Exercise prompt:
Pull out every line in the lines below that contains the word "metal", and match its capitalization exactly.

Data excerpts:
_ _ _ _ _
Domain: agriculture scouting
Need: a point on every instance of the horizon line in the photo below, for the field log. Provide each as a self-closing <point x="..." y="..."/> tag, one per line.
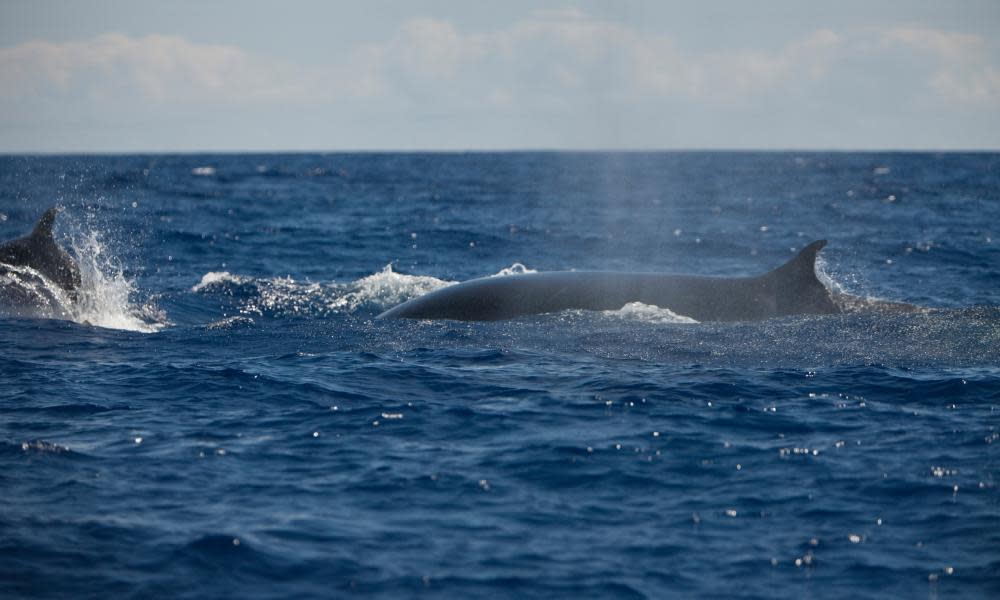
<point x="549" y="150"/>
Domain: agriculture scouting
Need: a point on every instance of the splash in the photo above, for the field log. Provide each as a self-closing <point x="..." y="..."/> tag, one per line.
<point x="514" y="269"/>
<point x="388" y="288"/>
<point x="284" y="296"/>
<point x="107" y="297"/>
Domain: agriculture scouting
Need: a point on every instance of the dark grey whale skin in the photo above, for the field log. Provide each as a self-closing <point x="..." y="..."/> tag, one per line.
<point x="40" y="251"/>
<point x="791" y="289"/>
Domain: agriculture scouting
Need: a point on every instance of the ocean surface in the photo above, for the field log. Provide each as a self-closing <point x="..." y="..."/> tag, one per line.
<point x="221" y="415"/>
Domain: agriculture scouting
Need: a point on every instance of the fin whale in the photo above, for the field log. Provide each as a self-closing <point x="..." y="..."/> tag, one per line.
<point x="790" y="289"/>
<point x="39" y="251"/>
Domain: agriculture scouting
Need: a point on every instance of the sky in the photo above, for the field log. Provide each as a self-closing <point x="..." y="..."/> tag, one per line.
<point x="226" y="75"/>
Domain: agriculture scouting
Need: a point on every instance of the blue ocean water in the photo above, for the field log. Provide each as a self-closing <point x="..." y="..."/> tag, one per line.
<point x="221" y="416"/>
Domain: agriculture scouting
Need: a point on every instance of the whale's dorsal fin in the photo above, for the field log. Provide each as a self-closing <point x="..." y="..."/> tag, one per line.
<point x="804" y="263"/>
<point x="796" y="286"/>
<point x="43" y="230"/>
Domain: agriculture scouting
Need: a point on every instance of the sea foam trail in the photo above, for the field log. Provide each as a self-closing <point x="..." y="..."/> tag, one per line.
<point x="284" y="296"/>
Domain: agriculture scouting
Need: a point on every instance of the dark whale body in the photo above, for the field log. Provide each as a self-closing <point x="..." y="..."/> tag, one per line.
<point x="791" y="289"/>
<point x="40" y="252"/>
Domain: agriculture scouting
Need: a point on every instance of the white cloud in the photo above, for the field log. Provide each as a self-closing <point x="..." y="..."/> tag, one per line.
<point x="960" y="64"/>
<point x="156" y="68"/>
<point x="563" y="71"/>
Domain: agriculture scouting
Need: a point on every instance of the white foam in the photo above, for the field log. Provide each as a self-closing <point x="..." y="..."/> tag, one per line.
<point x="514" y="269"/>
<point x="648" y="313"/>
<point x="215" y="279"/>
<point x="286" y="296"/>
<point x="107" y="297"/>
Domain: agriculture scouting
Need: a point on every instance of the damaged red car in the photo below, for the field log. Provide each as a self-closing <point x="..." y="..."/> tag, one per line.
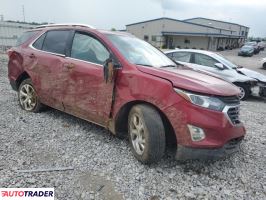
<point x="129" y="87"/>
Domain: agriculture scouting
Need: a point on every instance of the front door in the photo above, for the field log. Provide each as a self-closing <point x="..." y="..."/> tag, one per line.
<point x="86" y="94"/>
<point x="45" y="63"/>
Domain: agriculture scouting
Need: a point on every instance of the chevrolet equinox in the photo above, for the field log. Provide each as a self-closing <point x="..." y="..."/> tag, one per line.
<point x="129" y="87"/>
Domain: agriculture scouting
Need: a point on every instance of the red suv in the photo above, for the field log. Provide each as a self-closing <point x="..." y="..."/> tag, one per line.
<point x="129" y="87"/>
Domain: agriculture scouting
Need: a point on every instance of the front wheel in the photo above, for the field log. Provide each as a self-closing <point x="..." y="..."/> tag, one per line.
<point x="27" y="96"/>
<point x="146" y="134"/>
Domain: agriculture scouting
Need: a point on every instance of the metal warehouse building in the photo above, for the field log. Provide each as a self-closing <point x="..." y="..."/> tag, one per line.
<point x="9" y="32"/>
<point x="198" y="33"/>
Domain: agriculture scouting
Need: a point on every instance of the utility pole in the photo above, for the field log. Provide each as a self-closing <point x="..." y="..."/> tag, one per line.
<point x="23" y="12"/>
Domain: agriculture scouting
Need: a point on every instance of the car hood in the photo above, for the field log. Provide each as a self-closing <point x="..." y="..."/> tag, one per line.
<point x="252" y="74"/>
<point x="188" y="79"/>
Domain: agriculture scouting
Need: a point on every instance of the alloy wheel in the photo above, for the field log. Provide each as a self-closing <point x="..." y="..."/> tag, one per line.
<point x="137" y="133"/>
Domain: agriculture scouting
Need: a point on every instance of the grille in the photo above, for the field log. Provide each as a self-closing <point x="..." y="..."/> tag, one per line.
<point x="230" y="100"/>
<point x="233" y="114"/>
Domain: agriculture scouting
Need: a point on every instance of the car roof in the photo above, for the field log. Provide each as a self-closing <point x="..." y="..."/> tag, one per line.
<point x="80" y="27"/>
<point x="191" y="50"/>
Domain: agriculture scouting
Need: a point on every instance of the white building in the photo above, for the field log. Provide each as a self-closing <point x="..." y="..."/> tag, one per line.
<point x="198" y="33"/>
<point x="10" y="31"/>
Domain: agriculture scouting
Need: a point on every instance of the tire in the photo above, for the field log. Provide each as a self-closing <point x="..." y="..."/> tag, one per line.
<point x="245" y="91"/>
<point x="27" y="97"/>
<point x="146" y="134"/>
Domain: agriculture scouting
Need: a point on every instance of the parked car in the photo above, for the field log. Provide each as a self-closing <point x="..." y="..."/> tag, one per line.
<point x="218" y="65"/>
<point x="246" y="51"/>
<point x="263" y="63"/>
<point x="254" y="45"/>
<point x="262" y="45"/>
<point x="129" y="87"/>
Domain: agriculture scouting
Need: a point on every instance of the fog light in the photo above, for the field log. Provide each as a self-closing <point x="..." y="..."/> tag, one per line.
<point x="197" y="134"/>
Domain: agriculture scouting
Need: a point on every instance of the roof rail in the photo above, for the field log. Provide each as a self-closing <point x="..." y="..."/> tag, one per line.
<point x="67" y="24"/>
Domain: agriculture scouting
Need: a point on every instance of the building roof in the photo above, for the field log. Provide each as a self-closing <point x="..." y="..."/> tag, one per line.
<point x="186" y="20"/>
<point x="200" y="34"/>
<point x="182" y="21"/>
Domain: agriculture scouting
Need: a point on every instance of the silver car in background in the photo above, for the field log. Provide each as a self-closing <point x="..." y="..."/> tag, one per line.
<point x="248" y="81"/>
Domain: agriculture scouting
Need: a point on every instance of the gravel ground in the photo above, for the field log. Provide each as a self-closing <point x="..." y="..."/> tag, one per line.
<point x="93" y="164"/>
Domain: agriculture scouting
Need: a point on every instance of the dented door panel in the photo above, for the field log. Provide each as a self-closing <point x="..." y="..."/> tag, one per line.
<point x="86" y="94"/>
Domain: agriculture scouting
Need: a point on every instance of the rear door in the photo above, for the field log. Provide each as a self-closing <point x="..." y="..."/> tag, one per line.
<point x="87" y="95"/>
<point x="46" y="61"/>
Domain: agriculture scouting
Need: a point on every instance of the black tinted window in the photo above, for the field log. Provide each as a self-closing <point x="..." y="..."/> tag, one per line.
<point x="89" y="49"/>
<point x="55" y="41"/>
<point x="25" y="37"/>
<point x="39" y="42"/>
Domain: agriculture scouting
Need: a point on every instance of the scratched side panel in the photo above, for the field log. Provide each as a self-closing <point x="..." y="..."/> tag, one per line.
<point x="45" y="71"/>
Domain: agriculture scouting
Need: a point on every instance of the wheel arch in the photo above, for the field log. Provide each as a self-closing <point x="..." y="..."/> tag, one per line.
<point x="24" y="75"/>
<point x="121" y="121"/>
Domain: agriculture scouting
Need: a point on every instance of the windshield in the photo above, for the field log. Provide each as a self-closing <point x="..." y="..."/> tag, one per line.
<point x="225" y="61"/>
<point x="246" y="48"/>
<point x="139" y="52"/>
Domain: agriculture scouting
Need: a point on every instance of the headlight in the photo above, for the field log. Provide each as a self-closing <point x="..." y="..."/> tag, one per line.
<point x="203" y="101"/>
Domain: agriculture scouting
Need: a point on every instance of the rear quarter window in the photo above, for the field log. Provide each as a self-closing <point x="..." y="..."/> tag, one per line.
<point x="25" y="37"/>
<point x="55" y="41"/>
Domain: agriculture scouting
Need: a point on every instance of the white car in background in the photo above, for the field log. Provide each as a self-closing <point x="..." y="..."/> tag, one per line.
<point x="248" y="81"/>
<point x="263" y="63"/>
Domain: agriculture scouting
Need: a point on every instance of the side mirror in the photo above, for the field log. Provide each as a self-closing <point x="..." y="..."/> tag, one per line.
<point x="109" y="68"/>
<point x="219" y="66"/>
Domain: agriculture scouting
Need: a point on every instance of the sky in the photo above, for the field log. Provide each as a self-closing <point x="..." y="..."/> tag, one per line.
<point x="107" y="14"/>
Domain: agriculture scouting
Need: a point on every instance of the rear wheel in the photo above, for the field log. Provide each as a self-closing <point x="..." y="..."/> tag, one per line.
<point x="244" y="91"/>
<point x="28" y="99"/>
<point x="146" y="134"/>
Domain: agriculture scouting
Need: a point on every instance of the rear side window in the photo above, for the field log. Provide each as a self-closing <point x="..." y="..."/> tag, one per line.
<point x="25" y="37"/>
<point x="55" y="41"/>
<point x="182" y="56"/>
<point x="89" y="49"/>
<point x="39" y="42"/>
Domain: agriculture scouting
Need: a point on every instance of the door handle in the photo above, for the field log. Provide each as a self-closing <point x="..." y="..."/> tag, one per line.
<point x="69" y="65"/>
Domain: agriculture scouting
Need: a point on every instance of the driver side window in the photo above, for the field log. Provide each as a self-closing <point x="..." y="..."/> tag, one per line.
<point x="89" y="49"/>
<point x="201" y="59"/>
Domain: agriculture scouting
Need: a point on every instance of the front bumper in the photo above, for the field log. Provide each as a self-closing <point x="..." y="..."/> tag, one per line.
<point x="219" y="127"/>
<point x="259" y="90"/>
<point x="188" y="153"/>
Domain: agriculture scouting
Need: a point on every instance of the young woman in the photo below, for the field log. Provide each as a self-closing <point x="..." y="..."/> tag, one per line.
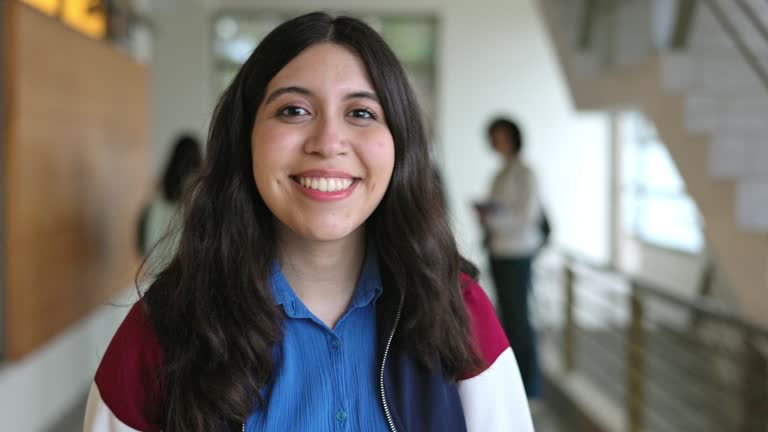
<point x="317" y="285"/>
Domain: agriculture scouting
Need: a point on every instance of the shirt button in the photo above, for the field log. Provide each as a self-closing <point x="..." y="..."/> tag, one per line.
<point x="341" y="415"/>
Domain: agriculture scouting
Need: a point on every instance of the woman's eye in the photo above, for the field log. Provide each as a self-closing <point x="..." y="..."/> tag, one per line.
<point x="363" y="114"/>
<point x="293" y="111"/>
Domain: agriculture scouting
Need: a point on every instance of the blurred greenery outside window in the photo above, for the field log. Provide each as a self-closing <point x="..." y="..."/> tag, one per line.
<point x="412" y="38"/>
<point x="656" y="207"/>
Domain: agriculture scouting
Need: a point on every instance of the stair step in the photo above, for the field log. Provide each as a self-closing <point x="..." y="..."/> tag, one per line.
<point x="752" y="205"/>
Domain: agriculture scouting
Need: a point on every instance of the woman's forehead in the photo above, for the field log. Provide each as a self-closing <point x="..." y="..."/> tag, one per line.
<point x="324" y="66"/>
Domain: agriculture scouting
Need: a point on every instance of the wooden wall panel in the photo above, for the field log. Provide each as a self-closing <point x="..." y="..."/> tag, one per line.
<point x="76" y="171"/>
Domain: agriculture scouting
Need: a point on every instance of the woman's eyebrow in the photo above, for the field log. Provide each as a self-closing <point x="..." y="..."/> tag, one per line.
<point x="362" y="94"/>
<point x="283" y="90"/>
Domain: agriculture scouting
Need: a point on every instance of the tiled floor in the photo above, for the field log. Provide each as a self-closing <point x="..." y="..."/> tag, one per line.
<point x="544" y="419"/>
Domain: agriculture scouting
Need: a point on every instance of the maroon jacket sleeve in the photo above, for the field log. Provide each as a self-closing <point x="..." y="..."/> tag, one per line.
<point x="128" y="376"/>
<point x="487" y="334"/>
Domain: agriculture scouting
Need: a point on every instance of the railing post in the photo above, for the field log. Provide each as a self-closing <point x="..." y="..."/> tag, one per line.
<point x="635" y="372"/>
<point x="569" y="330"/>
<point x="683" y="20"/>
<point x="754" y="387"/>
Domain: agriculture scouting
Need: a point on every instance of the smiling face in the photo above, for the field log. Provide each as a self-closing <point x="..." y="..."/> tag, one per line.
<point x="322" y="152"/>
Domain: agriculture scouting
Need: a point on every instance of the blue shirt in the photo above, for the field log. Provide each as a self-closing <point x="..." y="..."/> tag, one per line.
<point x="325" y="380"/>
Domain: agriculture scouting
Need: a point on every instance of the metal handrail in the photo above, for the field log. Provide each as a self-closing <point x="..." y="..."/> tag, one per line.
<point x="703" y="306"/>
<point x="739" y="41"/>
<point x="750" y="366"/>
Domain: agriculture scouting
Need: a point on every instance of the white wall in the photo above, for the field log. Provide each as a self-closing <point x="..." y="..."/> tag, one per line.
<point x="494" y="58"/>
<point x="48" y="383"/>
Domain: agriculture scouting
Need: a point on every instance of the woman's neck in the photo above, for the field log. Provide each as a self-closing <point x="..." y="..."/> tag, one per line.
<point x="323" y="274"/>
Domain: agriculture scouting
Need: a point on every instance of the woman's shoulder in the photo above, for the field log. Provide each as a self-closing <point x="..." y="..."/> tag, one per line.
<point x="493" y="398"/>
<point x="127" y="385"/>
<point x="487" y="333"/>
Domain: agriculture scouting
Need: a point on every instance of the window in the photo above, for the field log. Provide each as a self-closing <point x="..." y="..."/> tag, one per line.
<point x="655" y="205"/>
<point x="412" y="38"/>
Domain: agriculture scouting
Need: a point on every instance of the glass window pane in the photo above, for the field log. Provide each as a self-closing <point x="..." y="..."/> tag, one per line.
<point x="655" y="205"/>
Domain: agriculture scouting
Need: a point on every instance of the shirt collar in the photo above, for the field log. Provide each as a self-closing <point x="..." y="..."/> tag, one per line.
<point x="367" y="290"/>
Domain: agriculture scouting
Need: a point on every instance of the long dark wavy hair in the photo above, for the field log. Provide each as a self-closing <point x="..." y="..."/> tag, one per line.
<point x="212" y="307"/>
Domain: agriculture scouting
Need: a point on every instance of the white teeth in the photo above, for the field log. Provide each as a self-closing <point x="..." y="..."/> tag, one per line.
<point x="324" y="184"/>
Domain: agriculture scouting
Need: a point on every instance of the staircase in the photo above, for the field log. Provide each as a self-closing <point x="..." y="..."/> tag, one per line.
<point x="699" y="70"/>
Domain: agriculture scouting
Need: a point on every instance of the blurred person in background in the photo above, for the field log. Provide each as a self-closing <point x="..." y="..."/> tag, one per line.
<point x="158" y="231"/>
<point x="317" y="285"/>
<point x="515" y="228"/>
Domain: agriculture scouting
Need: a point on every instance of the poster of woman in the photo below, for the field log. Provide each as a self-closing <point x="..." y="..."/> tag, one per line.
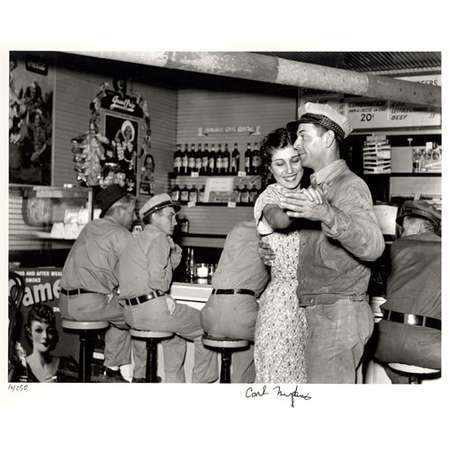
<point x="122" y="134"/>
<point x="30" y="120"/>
_ _ _ _ _
Solution for this exercise:
Need: a point on every instance of the metal warehouse building in the photo above, for the field log. Provide each as a self-closing <point x="..." y="..."/> tag, one per line.
Need: a point on every instance of the metal handrail in the photo above, for the field log. Provide each as a self-closing <point x="..." y="..."/> tag, one per line.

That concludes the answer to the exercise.